* AUFGABEN *
1) Wann und durch wessen Unterschrift wurde laut dem Text über die Brühlwegdüne das Entwicklungs-Naturschutzgebiet offiziell eingerichtet?
2) Greifen Sie den Text über das Naturschutzgebiet Brühlwegdüne nach seinem letzten Satz auf und führen Sie ihn weiter.

* AUSGANGSTEXT *
++++++++++++++++++++

Neues NSG Brühlwegdüne


Schild
                    Brühlwegdüne Foto 31.10.2020

Meinungsäußerung…

…. auf einem brandneuen Schild am Rand des Entwicklungs-Naturschutzgebietes Brühlwegdüne.

 

Als Naturschutzwart und Naturwissenschaftler bin ich erst einmal etwas angefressen, als ich diese Worte auf dem Schild lese.

Beim anschließenden Spaziergang durch das Gebiet kann ich dann doch etwas besser verstehen, was den Schreiber oder die Schreiberin zu diesem Kommentar veranlasst hat.

 

Das Entwicklungs-Naturschutzgebiet Brühlwegdüne wurde am 15. September 2020 durch die Unterschrift der Regierungspräsidentin Sylvia M. Felder offiziell eingerichtet. Dem gingen langjährige Planungen voraus, und das NSG hat gewissermaßen einen langen Streit um den Rückbau der L600 nördlich von Sandhausen beendet.

 

Wald ist den Deutschen fast so heilig wie das Auto, fällt mir als Erstes ein – der Inbegriff von Natur (der Wald, nicht das Auto). Nicht erst seit Corona kann man erleben, dass der Wald vielfältig genutzt wird: von Spaziergängern, Joggern, Mountainbikern, Reitern, Hundebesitzern, und auch Jäger werden hier gelegentlich beobachtet. Große Aufregung wenn Bäume gefällt werden, und dann auch noch für ein Naturschutzgebiet? 

 

Wald wird also mit Natur assoziiert, obschon bei uns praktisch keine natürlichen Wälder vorkommen, sondern nur wirtschaftlich genutzte Forste. Bäume werden genutzt, und das auch, wenn kein Naturschutzgebiet geplant ist. Wälder werden zu verschiedenen Zwecken genutzt und benutzt – und wenn der Mensch hier etwas nutzt, ist es in der Regel nichts Natürliches. In unseren Wäldern leben zwar noch einige wenige Säugetierarten, manche tun das nur, weil sie bejagt werden sollen. Ein natürliches Ökosystem hingegen ist schon lange verloren gegangen, denn in Waldlandschaften würden normalerweise verschiedene Großsäuger und ihre Prädatoren vorkommen: Auerochsen, Wisente, Hirsche, Wölfe, Bären, Luchse. Diese Art von Natur ist schon seit vielen Jahrhunderten nicht mehr mit dem Menschen kompatibel. Bleiben bei den Wildtieren noch die Vögel, die ja nach allgemeiner Auffassung in den Wald gehören. Tatsächlich kommen viele Vogelarten auch mit unseren Wirtschaftswäldern zurecht, aber die Artenvielfalt ist auch hier eher überschaubar. Und genau betrachtet ist auch die Artenvielfalt der Gehölze in den Waldgebieten nördlich der Alpen nach der letzten Eiszeit überschaubar geblieben. In Nordamerika gibt es mehr Eichenarten als in Mitteleuropa Baumarten insgesamt.

++++++++++++++++++++

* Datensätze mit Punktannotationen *

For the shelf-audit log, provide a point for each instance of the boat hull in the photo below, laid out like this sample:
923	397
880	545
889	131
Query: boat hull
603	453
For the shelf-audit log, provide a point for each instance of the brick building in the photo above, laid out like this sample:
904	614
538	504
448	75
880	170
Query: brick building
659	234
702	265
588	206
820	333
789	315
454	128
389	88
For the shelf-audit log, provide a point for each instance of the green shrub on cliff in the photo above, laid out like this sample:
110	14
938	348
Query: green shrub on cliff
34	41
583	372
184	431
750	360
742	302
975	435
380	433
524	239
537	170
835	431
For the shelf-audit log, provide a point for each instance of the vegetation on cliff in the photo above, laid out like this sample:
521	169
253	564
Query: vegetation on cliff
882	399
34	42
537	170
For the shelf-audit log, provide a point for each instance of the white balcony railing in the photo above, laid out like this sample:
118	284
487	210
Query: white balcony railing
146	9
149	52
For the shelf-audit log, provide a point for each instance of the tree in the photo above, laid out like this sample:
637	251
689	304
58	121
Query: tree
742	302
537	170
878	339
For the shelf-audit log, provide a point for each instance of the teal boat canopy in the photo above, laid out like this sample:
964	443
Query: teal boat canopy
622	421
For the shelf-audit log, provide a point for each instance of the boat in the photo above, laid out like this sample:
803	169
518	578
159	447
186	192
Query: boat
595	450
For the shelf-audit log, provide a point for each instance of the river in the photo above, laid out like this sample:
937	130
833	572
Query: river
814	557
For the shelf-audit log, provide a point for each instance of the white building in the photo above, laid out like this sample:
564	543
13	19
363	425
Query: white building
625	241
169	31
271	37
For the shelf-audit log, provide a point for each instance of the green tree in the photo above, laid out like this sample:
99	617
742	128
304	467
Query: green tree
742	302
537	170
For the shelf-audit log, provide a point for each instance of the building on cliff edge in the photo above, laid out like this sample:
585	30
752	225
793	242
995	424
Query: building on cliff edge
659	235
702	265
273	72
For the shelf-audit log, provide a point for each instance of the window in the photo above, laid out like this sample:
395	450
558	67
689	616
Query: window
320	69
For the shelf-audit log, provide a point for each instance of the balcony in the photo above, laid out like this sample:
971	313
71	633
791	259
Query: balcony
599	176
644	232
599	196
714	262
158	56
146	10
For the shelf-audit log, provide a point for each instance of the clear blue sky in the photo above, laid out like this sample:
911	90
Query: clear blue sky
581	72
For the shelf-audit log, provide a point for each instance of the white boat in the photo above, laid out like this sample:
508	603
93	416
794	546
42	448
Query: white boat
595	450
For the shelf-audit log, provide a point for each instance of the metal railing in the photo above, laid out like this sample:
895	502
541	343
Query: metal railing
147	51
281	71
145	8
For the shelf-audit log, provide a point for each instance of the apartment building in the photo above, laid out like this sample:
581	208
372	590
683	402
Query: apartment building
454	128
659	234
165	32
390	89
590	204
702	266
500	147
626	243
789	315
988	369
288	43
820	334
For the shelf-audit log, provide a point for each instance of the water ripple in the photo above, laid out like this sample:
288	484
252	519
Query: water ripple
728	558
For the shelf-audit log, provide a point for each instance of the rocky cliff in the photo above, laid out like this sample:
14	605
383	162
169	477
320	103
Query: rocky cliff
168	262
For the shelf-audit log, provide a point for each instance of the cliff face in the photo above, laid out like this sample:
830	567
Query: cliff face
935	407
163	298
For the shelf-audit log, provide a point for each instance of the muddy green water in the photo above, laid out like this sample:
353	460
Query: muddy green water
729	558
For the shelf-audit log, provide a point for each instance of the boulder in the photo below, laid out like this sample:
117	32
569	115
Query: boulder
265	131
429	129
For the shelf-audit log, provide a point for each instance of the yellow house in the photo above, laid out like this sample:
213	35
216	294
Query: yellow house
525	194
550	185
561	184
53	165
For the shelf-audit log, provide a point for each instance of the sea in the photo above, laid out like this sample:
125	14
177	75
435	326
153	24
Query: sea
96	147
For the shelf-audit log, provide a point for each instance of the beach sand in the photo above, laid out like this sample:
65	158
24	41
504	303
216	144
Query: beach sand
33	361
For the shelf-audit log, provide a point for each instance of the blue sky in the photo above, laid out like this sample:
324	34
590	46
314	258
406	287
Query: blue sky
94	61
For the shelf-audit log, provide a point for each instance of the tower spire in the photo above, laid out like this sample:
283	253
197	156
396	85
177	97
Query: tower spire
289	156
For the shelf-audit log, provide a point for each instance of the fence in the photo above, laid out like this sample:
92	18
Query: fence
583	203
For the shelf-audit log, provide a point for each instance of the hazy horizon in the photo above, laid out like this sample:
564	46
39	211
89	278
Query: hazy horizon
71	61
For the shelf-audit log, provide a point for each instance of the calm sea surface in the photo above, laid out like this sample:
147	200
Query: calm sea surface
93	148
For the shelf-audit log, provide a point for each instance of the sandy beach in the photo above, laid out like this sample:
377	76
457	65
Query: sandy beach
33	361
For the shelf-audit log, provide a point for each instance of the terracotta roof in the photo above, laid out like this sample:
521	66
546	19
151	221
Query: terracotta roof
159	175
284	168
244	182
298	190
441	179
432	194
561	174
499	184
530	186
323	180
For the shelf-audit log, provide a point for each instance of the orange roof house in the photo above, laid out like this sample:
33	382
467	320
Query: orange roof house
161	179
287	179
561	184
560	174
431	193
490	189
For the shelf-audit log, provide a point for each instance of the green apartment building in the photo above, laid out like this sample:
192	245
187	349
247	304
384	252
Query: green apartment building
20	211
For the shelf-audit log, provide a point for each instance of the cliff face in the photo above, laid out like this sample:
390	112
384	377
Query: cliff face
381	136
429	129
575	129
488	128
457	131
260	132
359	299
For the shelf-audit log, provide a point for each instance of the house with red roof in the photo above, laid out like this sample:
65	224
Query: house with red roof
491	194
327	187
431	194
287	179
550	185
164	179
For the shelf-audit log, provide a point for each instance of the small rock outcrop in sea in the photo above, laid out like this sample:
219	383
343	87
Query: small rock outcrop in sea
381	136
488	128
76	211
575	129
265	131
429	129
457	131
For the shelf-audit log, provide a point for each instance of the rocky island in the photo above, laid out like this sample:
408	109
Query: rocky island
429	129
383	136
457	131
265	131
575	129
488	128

++++++++++++++++++++

* LÖSUNGEN *
1) Am 15. September 2020 durch die Unterschrift der Regierungspräsidentin Sylvia M. Felder.

2)
 

In und um Sandhausen gibt es jedoch seit jeher Dünenlandschaften, die erstaunlicherweise zu den vielfältigsten und artenreichsten Lebensräumen gehören, über die unser Land verfügt. Populär waren sie nie, denn die Faszination erschließt sich erst bei genauer Betrachtung, und die Steppenrasen bieten dem auf wirtschaftliche Nutzung bedachten Menschen zunächst einmal wenig.

 

Aber um genau diesen Lebensraum geht es beim NSG Brühlwegdüne. Große Teile der einst ausgedehnten Sandlandschaften sind inzwischen verloren gegangen, überbaut, von den Wäldern der sogenannten Hardtplatten bedeckt, landwirtschaftlich genutzt oder in Straßen umgewandelt. Das wertvollste Naturschutzgebiet in Sandhausen, die Pferdstriebdüne, ist mittlerweile vom Ort nahezu komplette umwachsen.

Auf Sand-Steppenrasen kommen nicht nur zahlreiche seltene Pflanzen vor, hier siedeln sich auch in großer Vielfalt Wildbienen und Grabwespen sowie viele andere Insekten an. Einige unserer seltensten Vogelarten fühlen sich in lichten Wäldern mit offenen Sandflächen besonders wohl, so die Heidelerche, der Gartenrotschwanz, der Wendehals, der Wiedehopf und der Ziegenmelker.

 

Natürlich wird hier der Wald nicht auf einen Schlag komplett entfernt. Tatsächlich wird es eine Transformation in eine vielfältige Landschaft mit offenen Bereichen und lichten Kiefernwäldern sein, für die man mindestens zwei Jahrzehnte veranschlagt hat.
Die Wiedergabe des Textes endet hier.